| GIVEN PROBLEM A |
Report every line in the records below that contains the word "banner", copying each such line in full.

═══ SUPPLIED TEXT ═══

Even in the matter of amending the federal constitution, behold Senator LaFollette's "gateway amendment," by which a minority is empowered to propose amendments. A similar provision was made fifty years before in the constitution of the Confederate States of America; (54) a most decided improvement, in favor of the rights of the minority, over the cumbersome and reactionary provision of the federal constitution requiring a two-thirds majority even to propose amendment for consideration by the amending power.

═══ MATERIAL FOR THIS TASK ═══

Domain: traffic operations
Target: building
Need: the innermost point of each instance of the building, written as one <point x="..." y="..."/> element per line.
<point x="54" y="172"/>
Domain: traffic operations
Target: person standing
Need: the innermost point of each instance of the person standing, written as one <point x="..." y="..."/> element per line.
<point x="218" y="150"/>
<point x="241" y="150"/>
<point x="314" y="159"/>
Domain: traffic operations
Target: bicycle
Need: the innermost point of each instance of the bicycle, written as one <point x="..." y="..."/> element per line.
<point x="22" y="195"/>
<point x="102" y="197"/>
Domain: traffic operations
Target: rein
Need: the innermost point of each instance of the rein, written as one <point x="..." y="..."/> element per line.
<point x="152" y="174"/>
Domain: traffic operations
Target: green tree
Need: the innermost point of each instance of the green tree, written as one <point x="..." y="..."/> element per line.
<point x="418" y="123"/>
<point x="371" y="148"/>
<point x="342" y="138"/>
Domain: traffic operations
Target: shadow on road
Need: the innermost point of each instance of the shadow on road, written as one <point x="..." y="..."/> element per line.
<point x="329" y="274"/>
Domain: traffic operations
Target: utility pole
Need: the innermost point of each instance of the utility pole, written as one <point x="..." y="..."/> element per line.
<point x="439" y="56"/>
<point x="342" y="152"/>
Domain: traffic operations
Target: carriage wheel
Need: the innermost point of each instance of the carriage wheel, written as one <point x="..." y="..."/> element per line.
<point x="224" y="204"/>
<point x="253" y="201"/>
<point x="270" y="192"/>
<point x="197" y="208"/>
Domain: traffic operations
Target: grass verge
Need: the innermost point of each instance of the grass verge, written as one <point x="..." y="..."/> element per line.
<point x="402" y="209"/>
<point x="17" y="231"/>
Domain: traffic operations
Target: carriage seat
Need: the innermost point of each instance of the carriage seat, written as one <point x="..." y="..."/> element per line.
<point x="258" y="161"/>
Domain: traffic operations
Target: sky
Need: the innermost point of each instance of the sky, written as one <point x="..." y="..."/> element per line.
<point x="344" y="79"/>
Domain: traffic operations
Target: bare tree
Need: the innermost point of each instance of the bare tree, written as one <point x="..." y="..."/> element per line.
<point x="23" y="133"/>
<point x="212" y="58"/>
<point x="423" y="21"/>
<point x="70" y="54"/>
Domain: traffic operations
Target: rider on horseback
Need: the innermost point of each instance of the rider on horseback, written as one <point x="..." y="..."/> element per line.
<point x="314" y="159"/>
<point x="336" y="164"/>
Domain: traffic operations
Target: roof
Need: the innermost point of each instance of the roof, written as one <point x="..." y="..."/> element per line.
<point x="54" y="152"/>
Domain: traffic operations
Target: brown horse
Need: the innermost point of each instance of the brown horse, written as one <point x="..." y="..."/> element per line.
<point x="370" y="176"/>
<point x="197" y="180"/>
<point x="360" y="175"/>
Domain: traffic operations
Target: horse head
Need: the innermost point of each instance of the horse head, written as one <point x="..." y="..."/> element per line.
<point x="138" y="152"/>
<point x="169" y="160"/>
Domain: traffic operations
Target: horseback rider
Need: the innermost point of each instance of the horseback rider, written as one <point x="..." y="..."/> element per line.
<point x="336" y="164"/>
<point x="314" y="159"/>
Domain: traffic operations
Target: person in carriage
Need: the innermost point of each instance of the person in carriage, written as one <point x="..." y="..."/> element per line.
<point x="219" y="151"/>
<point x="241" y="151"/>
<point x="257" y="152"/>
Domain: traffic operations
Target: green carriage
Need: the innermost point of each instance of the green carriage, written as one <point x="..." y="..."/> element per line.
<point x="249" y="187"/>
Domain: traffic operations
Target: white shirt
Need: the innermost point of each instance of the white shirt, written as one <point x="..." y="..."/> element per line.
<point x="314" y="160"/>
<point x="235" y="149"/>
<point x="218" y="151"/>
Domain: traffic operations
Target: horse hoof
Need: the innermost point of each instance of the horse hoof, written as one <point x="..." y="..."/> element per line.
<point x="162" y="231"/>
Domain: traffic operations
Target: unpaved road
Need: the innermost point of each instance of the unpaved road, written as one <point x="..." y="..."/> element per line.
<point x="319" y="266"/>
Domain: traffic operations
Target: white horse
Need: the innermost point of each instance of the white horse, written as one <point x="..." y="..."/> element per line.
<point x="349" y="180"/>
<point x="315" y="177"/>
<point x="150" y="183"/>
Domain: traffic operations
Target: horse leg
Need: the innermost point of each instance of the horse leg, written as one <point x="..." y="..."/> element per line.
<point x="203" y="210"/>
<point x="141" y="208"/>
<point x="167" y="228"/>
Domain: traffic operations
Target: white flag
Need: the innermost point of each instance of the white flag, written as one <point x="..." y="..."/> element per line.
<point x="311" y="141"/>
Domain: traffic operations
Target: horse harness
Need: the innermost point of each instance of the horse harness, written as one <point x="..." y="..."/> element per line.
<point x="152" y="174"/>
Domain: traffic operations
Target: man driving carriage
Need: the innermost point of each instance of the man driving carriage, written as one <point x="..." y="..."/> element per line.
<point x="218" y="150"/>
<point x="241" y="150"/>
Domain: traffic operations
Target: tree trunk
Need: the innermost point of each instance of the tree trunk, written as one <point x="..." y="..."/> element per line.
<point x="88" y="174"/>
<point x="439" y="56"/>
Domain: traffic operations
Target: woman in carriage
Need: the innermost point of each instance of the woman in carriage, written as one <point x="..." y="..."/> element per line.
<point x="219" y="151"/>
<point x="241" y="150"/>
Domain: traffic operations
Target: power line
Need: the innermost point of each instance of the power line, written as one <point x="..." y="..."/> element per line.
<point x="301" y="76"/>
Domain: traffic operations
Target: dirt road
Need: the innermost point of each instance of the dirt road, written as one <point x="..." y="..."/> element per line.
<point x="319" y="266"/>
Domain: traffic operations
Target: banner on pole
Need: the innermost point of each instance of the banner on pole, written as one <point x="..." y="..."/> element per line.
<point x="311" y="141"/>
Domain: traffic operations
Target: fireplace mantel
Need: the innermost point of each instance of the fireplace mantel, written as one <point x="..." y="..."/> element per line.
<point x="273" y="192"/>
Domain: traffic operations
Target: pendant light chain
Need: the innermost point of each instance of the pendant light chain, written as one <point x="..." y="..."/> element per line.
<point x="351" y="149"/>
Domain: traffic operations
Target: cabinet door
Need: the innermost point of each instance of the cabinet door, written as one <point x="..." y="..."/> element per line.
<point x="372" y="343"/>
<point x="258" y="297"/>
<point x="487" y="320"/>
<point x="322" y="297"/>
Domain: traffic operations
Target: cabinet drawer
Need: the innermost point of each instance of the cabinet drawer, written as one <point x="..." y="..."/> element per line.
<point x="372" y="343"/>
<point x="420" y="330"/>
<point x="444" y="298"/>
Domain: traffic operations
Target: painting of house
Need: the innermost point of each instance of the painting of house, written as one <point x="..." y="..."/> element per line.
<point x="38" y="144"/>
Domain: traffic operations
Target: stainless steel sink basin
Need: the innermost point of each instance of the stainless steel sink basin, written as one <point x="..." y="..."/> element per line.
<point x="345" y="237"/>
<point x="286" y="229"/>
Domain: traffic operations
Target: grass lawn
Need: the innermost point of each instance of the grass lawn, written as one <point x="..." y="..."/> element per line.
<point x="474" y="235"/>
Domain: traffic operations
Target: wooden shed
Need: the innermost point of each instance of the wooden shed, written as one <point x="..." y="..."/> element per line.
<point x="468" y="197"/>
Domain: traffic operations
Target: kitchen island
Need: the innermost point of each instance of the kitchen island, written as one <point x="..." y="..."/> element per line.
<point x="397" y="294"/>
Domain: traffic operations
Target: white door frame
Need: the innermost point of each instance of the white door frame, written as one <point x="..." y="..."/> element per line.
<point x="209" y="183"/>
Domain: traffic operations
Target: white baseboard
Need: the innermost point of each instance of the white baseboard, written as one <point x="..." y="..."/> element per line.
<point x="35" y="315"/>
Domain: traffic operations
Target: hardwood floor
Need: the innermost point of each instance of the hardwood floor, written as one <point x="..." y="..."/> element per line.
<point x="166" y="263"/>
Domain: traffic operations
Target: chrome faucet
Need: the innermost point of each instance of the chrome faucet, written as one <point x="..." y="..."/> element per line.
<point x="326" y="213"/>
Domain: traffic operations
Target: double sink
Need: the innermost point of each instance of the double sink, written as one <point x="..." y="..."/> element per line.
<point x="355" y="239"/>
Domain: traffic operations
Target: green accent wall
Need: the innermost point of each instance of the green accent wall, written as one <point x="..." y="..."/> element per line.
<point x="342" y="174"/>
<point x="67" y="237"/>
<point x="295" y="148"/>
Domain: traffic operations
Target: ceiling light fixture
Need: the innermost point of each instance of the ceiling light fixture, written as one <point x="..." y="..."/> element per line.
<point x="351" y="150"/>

═══

| GIVEN PROBLEM B |
Print the stretch of the amendment passage above, word for word, starting at "Even in the" and ending at "the amending power.".

| RESPONSE A |
Target: banner on pole
Need: the innermost point of each instance of the banner on pole, written as one <point x="..." y="..."/> element per line.

| RESPONSE B |
Even in the matter of amending the federal constitution, behold Senator LaFollette's "gateway amendment," by which a minority is empowered to propose amendments. A similar provision was made fifty years before in the constitution of the Confederate States of America; (54) a most decided improvement, in favor of the rights of the minority, over the cumbersome and reactionary provision of the federal constitution requiring a two-thirds majority even to propose amendment for consideration by the amending power.